**The problem**
The required output consists solely of the lines from the line containing "Would you mind tagging the knuckle" through the end of the records, copied exactly.

[Position annotation records]
________________________________________
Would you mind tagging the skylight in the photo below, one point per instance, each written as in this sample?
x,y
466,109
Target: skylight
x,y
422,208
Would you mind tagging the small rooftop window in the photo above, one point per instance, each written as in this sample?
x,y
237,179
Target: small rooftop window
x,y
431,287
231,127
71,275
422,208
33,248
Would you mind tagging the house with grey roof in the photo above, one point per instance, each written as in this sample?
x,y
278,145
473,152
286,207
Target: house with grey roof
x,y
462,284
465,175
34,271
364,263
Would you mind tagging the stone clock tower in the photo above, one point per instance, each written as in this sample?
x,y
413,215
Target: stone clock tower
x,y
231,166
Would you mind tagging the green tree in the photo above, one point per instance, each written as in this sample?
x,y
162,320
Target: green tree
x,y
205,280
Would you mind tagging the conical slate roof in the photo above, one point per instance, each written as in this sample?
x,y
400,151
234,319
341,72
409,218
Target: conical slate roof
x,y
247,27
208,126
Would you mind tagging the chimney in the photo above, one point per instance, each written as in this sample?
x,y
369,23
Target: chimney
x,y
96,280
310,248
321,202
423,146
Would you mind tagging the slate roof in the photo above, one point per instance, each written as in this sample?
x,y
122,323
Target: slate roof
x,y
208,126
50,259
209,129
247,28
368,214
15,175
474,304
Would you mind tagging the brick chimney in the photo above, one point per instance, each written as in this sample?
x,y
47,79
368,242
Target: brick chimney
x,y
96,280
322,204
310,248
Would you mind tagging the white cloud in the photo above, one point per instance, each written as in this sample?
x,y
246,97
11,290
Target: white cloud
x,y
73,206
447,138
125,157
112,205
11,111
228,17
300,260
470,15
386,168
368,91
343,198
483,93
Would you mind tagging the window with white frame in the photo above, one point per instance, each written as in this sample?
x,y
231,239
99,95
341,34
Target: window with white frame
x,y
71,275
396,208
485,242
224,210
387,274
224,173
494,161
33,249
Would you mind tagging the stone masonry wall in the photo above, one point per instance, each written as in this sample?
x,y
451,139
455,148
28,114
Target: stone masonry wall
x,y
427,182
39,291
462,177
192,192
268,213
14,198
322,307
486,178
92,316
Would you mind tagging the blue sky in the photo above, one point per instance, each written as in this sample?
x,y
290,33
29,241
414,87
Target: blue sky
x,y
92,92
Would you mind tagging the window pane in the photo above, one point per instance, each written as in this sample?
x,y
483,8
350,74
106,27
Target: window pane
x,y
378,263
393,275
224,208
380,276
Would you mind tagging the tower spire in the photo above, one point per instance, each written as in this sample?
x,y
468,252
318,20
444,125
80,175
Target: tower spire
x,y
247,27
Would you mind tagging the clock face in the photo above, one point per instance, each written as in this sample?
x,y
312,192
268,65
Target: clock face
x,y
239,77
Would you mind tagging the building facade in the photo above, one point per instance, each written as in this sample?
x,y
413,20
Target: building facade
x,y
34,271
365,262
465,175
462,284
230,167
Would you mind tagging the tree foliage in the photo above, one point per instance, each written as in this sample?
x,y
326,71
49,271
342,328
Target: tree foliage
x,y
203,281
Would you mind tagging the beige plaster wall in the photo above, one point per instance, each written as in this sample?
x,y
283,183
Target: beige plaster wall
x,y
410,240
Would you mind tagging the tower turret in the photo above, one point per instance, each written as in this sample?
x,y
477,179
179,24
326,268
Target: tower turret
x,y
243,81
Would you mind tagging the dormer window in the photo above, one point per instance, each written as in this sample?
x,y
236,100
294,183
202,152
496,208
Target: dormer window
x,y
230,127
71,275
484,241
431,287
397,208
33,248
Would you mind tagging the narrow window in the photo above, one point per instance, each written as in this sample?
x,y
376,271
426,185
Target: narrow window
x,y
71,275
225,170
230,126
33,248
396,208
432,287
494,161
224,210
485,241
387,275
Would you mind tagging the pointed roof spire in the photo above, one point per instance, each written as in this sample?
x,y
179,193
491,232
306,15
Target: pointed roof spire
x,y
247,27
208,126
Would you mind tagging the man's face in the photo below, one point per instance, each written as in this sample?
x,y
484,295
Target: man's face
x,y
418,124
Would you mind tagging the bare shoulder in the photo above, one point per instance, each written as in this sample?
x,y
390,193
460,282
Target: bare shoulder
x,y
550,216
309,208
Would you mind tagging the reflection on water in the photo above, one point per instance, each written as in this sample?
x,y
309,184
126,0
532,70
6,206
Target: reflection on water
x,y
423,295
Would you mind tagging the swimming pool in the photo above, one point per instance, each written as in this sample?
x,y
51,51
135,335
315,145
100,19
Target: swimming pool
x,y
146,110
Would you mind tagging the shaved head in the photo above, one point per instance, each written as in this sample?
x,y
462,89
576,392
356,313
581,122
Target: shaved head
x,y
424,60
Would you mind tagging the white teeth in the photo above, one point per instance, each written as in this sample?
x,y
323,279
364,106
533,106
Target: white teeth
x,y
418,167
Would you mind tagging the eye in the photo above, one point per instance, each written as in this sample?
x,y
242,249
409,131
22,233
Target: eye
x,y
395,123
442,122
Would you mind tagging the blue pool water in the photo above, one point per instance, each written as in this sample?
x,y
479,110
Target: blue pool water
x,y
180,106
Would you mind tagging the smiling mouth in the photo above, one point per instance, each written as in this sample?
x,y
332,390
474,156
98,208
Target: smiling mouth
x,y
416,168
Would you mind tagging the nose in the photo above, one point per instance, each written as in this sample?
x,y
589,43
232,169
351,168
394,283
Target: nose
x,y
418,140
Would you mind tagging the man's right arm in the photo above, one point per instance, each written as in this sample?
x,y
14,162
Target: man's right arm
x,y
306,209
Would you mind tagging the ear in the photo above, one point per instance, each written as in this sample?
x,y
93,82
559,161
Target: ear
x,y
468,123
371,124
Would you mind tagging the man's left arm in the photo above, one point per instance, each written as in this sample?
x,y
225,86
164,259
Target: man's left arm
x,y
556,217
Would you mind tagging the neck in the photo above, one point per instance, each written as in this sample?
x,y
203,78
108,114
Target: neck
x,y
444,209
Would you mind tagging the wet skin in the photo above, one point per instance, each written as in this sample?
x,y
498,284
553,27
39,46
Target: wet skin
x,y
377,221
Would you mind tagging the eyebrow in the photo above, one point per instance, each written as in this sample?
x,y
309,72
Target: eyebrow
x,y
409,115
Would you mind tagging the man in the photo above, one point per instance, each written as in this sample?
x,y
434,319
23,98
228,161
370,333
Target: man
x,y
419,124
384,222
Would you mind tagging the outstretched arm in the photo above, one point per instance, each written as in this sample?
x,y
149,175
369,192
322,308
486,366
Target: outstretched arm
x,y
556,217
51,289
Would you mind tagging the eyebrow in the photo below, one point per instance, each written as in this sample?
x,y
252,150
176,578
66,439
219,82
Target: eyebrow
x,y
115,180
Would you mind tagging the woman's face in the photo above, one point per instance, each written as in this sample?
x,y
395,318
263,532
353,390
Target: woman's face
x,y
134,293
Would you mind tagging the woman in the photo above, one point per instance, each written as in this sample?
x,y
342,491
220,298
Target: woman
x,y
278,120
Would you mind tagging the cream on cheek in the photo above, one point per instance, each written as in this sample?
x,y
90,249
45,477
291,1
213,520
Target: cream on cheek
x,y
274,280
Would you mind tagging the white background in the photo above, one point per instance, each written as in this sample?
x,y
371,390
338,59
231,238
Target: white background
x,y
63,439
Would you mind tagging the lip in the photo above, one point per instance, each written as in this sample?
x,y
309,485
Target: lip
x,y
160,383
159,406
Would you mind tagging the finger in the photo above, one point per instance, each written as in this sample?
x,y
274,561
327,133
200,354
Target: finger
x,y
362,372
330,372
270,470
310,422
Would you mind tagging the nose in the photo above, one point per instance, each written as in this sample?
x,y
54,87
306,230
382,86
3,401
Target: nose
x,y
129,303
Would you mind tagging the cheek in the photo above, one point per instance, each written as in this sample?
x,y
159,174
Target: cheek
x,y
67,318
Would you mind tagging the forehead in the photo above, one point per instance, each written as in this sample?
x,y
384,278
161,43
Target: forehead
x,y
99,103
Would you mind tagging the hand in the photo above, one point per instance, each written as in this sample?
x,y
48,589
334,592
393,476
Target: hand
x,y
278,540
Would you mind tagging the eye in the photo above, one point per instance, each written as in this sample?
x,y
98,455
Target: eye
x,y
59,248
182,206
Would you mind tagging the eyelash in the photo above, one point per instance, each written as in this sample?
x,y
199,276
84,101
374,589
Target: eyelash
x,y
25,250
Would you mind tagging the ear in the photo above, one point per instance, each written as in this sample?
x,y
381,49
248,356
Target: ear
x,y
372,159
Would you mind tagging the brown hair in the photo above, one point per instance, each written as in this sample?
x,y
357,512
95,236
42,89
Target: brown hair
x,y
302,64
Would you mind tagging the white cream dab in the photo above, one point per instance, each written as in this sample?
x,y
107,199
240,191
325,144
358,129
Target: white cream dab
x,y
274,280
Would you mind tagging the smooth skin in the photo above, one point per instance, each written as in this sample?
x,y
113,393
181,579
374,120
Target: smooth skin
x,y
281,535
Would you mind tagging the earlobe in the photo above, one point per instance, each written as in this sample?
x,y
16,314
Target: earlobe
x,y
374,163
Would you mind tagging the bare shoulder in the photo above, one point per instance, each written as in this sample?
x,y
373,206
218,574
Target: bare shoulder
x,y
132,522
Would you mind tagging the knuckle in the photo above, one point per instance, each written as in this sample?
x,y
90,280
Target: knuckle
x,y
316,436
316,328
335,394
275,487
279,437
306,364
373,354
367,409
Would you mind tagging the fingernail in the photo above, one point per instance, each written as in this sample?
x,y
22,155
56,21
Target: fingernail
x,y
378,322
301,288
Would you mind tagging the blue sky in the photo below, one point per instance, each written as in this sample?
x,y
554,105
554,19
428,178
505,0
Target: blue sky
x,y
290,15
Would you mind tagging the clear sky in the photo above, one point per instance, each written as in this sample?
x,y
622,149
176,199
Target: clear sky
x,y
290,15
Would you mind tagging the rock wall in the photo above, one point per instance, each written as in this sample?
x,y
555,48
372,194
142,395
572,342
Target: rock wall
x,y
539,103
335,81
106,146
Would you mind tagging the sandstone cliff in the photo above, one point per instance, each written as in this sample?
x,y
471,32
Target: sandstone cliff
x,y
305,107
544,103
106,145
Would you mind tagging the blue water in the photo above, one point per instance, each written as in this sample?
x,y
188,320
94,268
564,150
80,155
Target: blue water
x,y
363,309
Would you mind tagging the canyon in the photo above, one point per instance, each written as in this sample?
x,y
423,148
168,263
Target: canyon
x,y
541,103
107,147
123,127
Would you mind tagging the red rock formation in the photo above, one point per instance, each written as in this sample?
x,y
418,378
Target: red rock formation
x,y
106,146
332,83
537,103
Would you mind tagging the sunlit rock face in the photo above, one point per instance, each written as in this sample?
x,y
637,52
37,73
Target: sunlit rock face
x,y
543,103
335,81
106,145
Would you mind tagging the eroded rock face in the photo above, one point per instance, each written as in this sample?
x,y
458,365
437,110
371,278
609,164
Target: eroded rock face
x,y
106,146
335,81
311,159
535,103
________________________________________
**Solved problem**
Would you mind tagging the knuckle in the photo above, one point per instance, each written as in this sample?
x,y
90,280
Target: knuckle
x,y
316,436
316,328
335,394
275,487
279,437
306,364
373,354
367,409
Would you mind tagging the fingernail in the photo above, one point per instance, each written as in this sample?
x,y
22,155
56,21
Target: fingernail
x,y
378,322
301,288
Would you mind tagging the blue sky in the photo below, one point per instance, each written as in this sample?
x,y
554,105
554,19
428,178
505,0
Target: blue sky
x,y
290,15
Would you mind tagging the clear sky in the photo above, one point per instance, each written as in this sample?
x,y
622,149
176,199
Target: clear sky
x,y
290,15
Would you mind tagging the rock wall in the photo above, one point per instance, each written as in this sample?
x,y
555,48
372,194
142,395
572,342
Target: rock wall
x,y
539,103
335,81
106,146
Would you mind tagging the sandstone cliff in the photo above, one point per instance, each written as in this sample?
x,y
471,32
Target: sandstone cliff
x,y
305,107
544,103
106,145
Would you mind tagging the blue water in the photo above, one point per instance, each written as in this sample?
x,y
188,320
94,268
564,150
80,155
Target: blue water
x,y
363,309
Would you mind tagging the canyon in the photo above, one point per instance, each written as in this sample?
x,y
423,148
168,263
Target: canyon
x,y
541,103
107,147
123,127
Would you mind tagging the red rock formation in the photo above, one point per instance, each written as in this sample?
x,y
418,378
Target: red rock formation
x,y
106,146
332,83
537,103
Would you mind tagging the sunlit rock face in the photo above, one point per instance, each written as in this sample?
x,y
637,52
37,73
Target: sunlit rock face
x,y
543,103
335,81
106,145
Would you mind tagging the eroded rock face in the photo above, one point per instance, each written as in this sample?
x,y
458,365
437,110
371,278
609,164
Target: eroded rock face
x,y
106,146
335,81
311,159
535,103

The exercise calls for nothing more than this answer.